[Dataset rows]
+===+

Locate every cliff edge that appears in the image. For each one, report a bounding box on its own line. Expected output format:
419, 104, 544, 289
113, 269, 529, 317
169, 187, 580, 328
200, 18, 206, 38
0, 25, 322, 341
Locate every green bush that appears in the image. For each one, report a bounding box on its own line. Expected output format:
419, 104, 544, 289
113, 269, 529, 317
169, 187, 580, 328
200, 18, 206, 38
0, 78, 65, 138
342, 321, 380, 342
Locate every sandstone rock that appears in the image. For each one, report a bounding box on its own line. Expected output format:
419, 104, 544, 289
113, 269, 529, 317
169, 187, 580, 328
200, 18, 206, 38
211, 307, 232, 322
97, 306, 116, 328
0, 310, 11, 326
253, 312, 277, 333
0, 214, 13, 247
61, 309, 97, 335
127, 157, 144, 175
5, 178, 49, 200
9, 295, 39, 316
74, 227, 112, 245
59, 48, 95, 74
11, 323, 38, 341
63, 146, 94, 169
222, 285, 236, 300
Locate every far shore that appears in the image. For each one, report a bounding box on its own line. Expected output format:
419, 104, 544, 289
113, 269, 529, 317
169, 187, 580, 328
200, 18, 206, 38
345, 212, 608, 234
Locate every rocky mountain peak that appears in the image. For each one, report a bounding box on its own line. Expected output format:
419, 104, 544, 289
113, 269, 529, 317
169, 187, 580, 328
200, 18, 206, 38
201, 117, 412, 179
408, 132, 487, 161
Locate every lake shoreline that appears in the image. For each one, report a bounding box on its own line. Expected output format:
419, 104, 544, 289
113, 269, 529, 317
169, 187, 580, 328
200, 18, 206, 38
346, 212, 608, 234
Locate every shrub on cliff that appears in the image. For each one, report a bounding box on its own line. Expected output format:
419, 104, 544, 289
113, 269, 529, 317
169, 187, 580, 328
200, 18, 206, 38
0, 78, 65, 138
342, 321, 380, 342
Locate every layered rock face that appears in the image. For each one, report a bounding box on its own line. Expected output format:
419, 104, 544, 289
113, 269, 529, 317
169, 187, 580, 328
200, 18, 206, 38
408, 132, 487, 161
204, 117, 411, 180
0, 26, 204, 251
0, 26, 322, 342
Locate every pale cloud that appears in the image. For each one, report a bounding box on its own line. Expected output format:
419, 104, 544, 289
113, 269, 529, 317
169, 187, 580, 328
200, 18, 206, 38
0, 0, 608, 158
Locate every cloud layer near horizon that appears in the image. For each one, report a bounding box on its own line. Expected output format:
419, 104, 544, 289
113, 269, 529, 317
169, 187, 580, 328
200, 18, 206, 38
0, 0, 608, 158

+===+

Update the records above by replacing every "bounding box" with "rectangle" and leaving everything else unchanged.

[Response to the exercise]
Locate every cliff edge that appears in the image. For each one, report a rectangle on its own line. Expected output format:
419, 104, 544, 289
113, 269, 529, 317
169, 187, 580, 328
200, 18, 206, 38
0, 25, 322, 341
Locate every green bush that appears in the image. For each one, report a rectangle on its own line. Expected output format:
419, 104, 544, 289
113, 269, 529, 317
169, 187, 580, 328
200, 18, 206, 38
0, 78, 65, 138
342, 321, 380, 342
Locate every sandstone rock that appears in the image. For each one, report a rectangle on its own line. Expected output format:
419, 104, 544, 289
113, 269, 529, 317
169, 187, 580, 328
200, 18, 206, 38
211, 307, 232, 322
97, 306, 116, 328
0, 310, 11, 326
253, 312, 277, 333
0, 214, 13, 247
61, 309, 97, 335
127, 157, 144, 175
5, 178, 49, 200
9, 295, 39, 316
74, 227, 112, 245
59, 48, 95, 74
11, 323, 38, 341
63, 146, 94, 169
222, 285, 236, 300
Locate every far shore that appears in the image. For each one, report a rectangle on its own line. Expected output format:
419, 104, 544, 289
113, 269, 529, 317
169, 187, 580, 328
200, 18, 206, 38
345, 212, 608, 234
Locate every rocky mountain peak that appears in the image. For each one, report a rectangle on its own line. Expected output format:
419, 104, 544, 289
113, 269, 529, 317
169, 187, 580, 328
200, 18, 206, 38
201, 117, 412, 179
408, 132, 487, 161
Locate every lake shoreline that appears in the image. For each one, report a rectangle on its own line. Expected output format:
419, 104, 544, 289
113, 269, 529, 317
169, 187, 580, 328
200, 18, 206, 38
346, 212, 608, 234
Locate every shrub on cliff that appears in the image. For each one, report a rectangle on its own line. Expected output format:
419, 104, 544, 289
113, 269, 529, 317
169, 187, 580, 328
200, 18, 206, 38
0, 78, 65, 138
342, 321, 380, 342
Locate every layered rock face that appears in the image. For each one, report a rectangle on its own line. Expected output format:
419, 104, 544, 289
113, 269, 529, 317
169, 187, 580, 328
200, 18, 206, 38
408, 132, 487, 161
204, 117, 411, 180
0, 26, 204, 251
0, 26, 322, 342
Locate every pale cloud that appears in the image. For each one, report a rectangle on its own line. Expected output format:
419, 104, 544, 289
113, 269, 529, 317
169, 187, 580, 328
200, 18, 206, 38
0, 0, 608, 158
Locate every cloud layer near horizon that appears in the image. For each one, report a rectangle on its own line. Expected output format:
419, 104, 544, 289
113, 269, 529, 317
169, 187, 580, 328
200, 18, 206, 38
0, 0, 608, 158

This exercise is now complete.